We’ve all heard about
the iconic vibe of Route 66, the neon lights on Broadway and the ocean air of
the Pacific Coast Highway. But there are untold stories emanating from
countless blue highways across the land – like Interstate 20, which cuts a
1500-mile swath from South Carolina to Texas, and cuts deep into the spirit of
those who’ve spent their lives traversing it.
Lucinda Williams is
one of those people, and with the expansive, enveloping The Ghosts of Highway
20, she brings those stories to life – and gives listeners a remarkably vivid
look at how the highway has been a literal and figurative backdrop throughout
her entire life. The intensely involving 14-song collection may be the most
deeply felt, deeply affecting work of Lucinda Williams’ illustrious
35-plus-year career, a career that has been established on a foundation of
remarkably personal songs.

.....

• [Complete the following]:
A – In the album description, how many songs are on The Ghosts of Highway 20?
B – Repeat the album description word for word, from "Lucinda Williams is" up to and including "remarkably personal songs.".
You won't need the stored data to do this.

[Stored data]
.....

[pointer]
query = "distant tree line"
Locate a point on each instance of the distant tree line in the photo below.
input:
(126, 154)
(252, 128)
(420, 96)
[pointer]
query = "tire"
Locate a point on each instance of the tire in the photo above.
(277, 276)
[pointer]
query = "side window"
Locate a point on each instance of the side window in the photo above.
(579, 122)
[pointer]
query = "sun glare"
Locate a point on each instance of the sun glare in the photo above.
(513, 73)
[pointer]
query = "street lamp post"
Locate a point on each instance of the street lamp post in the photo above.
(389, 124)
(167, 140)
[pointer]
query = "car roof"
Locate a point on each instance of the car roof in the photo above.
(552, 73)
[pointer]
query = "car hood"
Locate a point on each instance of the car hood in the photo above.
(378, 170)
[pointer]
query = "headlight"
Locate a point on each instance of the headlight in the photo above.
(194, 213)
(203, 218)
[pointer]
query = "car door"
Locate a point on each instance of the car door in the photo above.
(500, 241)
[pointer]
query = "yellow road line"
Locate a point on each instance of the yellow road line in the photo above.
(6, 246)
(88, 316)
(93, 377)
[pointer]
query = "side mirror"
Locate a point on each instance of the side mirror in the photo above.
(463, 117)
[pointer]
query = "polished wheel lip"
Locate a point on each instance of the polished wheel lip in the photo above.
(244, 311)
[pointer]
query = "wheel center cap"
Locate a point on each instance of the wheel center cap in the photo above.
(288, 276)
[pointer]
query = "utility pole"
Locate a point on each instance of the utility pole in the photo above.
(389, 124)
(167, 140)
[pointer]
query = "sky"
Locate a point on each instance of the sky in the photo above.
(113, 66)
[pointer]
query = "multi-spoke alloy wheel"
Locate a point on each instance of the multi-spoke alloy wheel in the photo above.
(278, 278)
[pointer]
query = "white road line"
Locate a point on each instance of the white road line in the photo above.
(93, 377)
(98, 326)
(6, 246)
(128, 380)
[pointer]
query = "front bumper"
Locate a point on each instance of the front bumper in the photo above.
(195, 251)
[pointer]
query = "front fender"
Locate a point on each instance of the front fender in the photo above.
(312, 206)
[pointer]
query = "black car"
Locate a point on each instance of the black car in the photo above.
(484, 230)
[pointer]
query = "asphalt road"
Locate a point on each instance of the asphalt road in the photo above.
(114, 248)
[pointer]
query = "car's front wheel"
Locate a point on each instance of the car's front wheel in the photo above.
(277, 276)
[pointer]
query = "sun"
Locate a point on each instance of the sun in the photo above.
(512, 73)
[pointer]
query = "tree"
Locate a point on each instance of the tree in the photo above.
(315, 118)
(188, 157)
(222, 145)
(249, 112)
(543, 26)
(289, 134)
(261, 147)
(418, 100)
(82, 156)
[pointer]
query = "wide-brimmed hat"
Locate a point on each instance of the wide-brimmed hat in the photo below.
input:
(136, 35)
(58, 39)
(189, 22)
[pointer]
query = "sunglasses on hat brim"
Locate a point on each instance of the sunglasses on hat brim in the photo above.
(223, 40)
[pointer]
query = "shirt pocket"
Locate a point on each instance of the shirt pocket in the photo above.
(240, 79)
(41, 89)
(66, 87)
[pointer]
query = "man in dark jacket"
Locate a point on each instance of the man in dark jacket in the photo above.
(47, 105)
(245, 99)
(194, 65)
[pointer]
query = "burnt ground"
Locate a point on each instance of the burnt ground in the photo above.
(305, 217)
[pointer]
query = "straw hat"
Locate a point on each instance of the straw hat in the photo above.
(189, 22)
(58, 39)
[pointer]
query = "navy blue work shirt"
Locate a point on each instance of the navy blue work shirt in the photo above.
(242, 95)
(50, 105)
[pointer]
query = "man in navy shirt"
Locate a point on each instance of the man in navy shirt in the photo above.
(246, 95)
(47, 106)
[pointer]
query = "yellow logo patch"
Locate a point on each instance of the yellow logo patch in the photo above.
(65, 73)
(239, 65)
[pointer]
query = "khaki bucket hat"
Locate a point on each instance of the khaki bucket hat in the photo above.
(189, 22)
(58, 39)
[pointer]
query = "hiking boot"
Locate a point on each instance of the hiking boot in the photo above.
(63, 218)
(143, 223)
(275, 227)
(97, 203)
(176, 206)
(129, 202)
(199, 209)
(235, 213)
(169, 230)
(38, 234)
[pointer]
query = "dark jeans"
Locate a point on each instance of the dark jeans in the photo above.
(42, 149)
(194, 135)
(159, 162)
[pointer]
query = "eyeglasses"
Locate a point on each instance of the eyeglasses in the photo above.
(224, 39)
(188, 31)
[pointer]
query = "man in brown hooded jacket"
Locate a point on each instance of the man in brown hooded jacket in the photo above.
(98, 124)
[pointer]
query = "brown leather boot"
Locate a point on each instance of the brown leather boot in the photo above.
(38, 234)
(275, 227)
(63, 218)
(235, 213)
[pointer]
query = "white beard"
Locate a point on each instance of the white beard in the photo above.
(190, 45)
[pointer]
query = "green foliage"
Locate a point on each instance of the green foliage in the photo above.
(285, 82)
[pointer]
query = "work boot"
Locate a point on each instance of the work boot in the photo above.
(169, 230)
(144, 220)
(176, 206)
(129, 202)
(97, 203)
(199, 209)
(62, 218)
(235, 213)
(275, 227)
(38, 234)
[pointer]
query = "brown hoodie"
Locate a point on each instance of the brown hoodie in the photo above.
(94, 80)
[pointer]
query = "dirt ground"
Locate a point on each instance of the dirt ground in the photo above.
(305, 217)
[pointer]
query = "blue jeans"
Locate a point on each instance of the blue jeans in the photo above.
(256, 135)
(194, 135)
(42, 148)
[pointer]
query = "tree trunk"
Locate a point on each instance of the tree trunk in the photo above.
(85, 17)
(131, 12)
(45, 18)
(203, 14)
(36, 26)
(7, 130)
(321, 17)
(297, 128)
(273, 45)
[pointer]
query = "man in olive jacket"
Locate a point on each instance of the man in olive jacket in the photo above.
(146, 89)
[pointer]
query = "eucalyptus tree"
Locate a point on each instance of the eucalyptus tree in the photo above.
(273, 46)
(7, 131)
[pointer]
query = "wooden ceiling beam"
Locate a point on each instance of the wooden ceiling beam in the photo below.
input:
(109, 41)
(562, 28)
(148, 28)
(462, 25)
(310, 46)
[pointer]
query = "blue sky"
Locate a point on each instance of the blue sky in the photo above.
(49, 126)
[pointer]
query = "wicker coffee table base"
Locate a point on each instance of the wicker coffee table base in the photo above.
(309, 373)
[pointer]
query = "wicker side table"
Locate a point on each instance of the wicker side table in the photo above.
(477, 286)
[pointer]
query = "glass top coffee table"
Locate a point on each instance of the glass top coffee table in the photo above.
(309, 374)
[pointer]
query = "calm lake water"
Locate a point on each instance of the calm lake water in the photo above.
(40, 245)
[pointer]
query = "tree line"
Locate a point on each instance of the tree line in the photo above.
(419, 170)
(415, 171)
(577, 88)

.....

• [Exercise solutions]:
A – 14 songs.

B –
Lucinda Williams is
one of those people, and with the expansive, enveloping The Ghosts of Highway
20, she brings those stories to life – and gives listeners a remarkably vivid
look at how the highway has been a literal and figurative backdrop throughout
her entire life. The intensely involving 14-song collection may be the most
deeply felt, deeply affecting work of Lucinda Williams’ illustrious
35-plus-year career, a career that has been established on a foundation of
remarkably personal songs.